> **What you should do**
If a line in the entries below includes "grass", show that line.
*** Block opens ***
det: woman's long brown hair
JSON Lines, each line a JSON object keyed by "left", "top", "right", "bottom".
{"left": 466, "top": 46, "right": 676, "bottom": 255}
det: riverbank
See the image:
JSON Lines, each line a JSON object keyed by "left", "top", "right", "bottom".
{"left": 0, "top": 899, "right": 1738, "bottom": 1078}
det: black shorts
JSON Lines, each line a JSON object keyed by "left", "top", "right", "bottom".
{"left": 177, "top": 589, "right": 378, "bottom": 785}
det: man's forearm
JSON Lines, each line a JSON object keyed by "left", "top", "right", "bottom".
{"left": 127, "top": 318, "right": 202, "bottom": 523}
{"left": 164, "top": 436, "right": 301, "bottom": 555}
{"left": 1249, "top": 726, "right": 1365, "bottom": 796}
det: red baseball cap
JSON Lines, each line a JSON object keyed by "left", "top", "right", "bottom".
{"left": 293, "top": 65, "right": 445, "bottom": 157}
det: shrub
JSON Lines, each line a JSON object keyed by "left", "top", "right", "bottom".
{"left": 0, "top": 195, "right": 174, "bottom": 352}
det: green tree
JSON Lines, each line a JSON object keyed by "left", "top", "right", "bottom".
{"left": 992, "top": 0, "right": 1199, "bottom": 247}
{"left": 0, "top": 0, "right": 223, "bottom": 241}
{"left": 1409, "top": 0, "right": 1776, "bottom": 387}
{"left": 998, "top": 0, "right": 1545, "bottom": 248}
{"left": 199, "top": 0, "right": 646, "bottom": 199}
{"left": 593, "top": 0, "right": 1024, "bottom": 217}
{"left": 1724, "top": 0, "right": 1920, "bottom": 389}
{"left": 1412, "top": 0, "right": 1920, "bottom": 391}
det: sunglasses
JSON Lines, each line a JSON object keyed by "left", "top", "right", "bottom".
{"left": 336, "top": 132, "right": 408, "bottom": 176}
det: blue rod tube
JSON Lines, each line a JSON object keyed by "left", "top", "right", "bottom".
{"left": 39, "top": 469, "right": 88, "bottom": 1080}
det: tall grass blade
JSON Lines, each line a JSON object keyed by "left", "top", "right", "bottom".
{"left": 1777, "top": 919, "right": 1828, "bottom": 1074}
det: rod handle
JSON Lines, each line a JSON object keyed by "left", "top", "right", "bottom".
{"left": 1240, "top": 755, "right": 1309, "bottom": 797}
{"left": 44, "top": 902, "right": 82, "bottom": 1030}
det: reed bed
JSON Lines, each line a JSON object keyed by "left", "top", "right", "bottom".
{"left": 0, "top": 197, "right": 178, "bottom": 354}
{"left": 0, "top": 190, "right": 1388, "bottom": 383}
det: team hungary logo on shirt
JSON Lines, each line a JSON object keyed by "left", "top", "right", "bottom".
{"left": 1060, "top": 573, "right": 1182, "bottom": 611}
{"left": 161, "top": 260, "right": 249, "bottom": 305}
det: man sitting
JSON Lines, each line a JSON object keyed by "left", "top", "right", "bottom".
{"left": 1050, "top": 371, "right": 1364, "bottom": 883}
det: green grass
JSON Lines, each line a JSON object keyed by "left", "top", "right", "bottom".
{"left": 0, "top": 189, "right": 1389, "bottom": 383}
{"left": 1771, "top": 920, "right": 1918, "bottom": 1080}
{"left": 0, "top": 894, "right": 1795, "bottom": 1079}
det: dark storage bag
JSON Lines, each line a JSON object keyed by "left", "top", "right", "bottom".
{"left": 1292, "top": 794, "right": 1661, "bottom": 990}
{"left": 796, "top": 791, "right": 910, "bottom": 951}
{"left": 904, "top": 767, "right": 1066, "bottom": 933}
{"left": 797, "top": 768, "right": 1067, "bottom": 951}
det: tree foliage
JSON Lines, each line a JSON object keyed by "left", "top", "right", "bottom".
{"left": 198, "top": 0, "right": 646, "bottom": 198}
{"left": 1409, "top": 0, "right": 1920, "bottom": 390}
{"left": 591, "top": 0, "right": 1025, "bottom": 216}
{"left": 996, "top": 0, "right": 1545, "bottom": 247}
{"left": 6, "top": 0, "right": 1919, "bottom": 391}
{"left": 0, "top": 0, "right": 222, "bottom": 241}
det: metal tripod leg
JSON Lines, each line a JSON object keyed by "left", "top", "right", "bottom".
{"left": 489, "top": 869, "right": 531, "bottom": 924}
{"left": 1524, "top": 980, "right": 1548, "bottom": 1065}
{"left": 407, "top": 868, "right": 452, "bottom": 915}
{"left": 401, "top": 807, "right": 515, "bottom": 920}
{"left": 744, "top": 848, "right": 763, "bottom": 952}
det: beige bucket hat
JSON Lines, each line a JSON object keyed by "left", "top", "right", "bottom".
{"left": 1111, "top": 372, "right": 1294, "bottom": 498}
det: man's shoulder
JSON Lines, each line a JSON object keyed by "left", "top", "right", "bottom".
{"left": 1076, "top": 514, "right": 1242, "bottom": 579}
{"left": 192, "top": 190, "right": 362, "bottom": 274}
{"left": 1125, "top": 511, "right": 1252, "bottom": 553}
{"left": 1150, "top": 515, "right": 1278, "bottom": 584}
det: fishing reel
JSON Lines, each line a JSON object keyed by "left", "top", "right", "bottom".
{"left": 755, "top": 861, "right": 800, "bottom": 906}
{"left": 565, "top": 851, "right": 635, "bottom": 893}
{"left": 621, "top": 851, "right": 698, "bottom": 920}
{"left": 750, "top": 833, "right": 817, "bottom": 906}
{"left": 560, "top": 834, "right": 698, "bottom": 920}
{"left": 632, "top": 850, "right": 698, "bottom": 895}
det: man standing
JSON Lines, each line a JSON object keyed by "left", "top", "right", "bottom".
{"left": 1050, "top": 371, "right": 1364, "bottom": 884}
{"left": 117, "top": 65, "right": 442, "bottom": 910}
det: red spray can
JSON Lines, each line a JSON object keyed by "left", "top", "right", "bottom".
*** Block closes ***
> **Answer below**
det: tall grass blade
det: green grass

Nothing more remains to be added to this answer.